*What you need to do*. The records below are to be retyped in full. Keep every word.

[Recorded data]

=== Begin Enclosure ===

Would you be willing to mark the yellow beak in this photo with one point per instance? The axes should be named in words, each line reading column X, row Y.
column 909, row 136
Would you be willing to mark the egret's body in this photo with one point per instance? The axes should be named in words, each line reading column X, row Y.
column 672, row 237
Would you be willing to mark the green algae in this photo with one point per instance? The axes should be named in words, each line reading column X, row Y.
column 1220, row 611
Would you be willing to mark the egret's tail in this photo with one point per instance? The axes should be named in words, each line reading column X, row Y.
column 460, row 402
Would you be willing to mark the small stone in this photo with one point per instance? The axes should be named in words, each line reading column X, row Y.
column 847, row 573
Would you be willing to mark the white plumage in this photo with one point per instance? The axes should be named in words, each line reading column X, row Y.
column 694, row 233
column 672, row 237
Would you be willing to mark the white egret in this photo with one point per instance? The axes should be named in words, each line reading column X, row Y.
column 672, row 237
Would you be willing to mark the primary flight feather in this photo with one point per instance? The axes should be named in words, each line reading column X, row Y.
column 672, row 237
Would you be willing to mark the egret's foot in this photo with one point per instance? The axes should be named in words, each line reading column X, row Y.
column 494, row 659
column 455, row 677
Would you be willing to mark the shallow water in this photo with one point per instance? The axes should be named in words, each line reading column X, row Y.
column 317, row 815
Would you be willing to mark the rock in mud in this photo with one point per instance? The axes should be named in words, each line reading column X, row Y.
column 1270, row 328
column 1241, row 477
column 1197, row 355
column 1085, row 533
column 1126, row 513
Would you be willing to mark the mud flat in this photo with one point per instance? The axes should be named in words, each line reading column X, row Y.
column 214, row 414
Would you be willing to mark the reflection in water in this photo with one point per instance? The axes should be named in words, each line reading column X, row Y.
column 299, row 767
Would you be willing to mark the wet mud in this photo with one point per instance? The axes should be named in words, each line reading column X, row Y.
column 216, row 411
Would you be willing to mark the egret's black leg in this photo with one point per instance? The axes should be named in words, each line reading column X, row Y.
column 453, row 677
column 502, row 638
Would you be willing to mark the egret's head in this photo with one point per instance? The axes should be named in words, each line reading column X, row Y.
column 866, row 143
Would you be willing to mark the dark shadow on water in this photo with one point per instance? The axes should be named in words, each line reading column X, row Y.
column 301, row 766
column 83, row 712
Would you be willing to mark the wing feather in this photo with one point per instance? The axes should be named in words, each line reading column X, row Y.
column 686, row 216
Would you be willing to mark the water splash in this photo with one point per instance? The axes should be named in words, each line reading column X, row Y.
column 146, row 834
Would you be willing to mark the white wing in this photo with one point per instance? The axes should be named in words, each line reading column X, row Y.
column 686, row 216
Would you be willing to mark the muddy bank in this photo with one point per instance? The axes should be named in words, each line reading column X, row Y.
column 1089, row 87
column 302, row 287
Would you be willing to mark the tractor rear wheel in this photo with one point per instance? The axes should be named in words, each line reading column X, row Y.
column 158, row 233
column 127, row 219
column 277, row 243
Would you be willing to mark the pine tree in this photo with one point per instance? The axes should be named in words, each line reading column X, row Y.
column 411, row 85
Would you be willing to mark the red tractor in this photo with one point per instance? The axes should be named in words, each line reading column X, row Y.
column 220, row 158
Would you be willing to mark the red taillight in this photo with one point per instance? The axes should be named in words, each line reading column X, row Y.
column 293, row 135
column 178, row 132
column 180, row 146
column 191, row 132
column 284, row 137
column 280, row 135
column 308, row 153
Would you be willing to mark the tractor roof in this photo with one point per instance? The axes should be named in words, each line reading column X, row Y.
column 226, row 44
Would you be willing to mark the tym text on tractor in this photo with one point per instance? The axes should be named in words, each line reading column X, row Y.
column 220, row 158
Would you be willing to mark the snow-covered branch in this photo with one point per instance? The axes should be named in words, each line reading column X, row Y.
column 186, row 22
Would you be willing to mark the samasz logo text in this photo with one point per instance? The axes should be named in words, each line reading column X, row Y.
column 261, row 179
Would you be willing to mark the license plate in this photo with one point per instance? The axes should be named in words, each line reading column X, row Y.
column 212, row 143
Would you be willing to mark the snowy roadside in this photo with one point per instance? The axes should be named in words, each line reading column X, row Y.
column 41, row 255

=== End Enclosure ===

*Exercise output*.
Would you be willing to mark the yellow beak in this photo with one point per instance? The axes should be named in words, each line reading column X, row Y.
column 909, row 136
Would you be willing to mark the egret's body in this photo with one point per instance? The axes should be named in words, each line reading column X, row Y.
column 672, row 237
Would you be willing to mark the green algae in this photo with one point per instance? The axes should be named in words, each line reading column X, row Y.
column 1220, row 611
Would you be willing to mark the egret's tail in this photo with one point per instance? The axes should be named in words, each line reading column X, row Y.
column 460, row 402
Would you be willing to mark the small stone in this photo with one point per instance? The axes should be named in words, each line reading column X, row Y.
column 847, row 573
Would you be willing to mark the white plumage in this photo with one point per instance? The axes should be named in words, each line reading column X, row Y.
column 694, row 233
column 672, row 237
Would you be willing to mark the white egret in this photo with one point per instance? The axes should be named in words, each line reading column X, row Y.
column 672, row 237
Would you be willing to mark the primary flight feather in this photo with one point per instance? The axes should be named in words, each line reading column X, row Y.
column 672, row 237
Would you be willing to mark the egret's foot in this photo with one point per instance? The axes should be named in words, each line reading column X, row Y.
column 494, row 659
column 455, row 677
Would you be willing to mark the shallow water in this photo with one point per instance? The axes should be named in words, each line reading column X, row Y.
column 317, row 815
Would you be willing to mark the rock in mud in this photo with one point per instance? The axes should be named in words, each line reading column X, row Y.
column 1270, row 328
column 1241, row 477
column 1197, row 355
column 1085, row 533
column 1126, row 513
Would you be willing to mark the mud flat in this photo with one point per instance? The axes should be named in words, each line reading column X, row Y.
column 214, row 414
Would you be willing to mark the reflection in water in this photo with one point per instance? The axes should be named in words, each line reading column X, row Y.
column 299, row 767
Would you be willing to mark the wet mud in this photo with one point per instance? The axes should be named in words, each line reading column X, row Y.
column 216, row 411
Would you be willing to mark the egret's black leg in this photo with one point per instance? The axes should be named in words, each line reading column X, row Y.
column 453, row 677
column 502, row 638
Would you be willing to mark the egret's head in this photo with one point per instance? The axes should be named in words, each line reading column X, row Y.
column 866, row 143
Would you be willing to mark the dark shadow on water in this photo with one point per instance? The axes should be named in words, each line reading column X, row Y.
column 301, row 766
column 83, row 712
Would you be willing to mark the wing feather in this photo with one point per instance? The axes should be named in words, each line reading column X, row Y.
column 686, row 216
Would you be willing to mark the water splash in this photo with one point per instance? The axes should be named in words, each line reading column X, row Y.
column 146, row 834
Would you be willing to mark the white wing in this photo with one point per instance? The axes should be named in words, each line reading column X, row Y.
column 686, row 216
Would you be willing to mark the muddy bank in this photo with one point per instance? The axes should be named in words, each line reading column X, row Y.
column 1089, row 87
column 302, row 287
Would you be willing to mark the tractor rear wheel in this photo with one point per instance? The axes should be named in words, each line reading column X, row Y.
column 158, row 233
column 127, row 219
column 277, row 243
Would you be willing to mark the pine tree in this photo with one point per instance? The axes should be named in words, each line reading column X, row Y.
column 411, row 85
Would you be willing to mark the red tractor in this photo with one point per instance? The axes should be named in words, each line reading column X, row Y.
column 220, row 158
Would you be willing to mark the red taillight in this photo with one point per instance? The axes should be named in words, each line reading column X, row Y.
column 293, row 135
column 178, row 132
column 180, row 146
column 191, row 132
column 284, row 137
column 280, row 135
column 308, row 153
Would you be willing to mark the tractor roof in this photo with one point per instance? The axes should be named in words, each line reading column X, row Y.
column 226, row 44
Would you be willing to mark the tym text on tractor in this photo with one point per instance? The axes should be named in words, each line reading column X, row Y.
column 220, row 158
Would you be willing to mark the snow-covered branch in this photo with one point per instance? The axes should be named in words, each line reading column X, row Y.
column 186, row 22
Would you be willing to mark the samasz logo text in this photo with one point per instance? The axes should be named in words, each line reading column X, row Y.
column 261, row 179
Would you be willing to mark the license plate in this photo with one point per instance? The axes should be named in words, each line reading column X, row Y.
column 212, row 143
Would you be willing to mark the snowy roadside in this photo with one point per instance? The axes should be named in words, each line reading column X, row Y.
column 41, row 255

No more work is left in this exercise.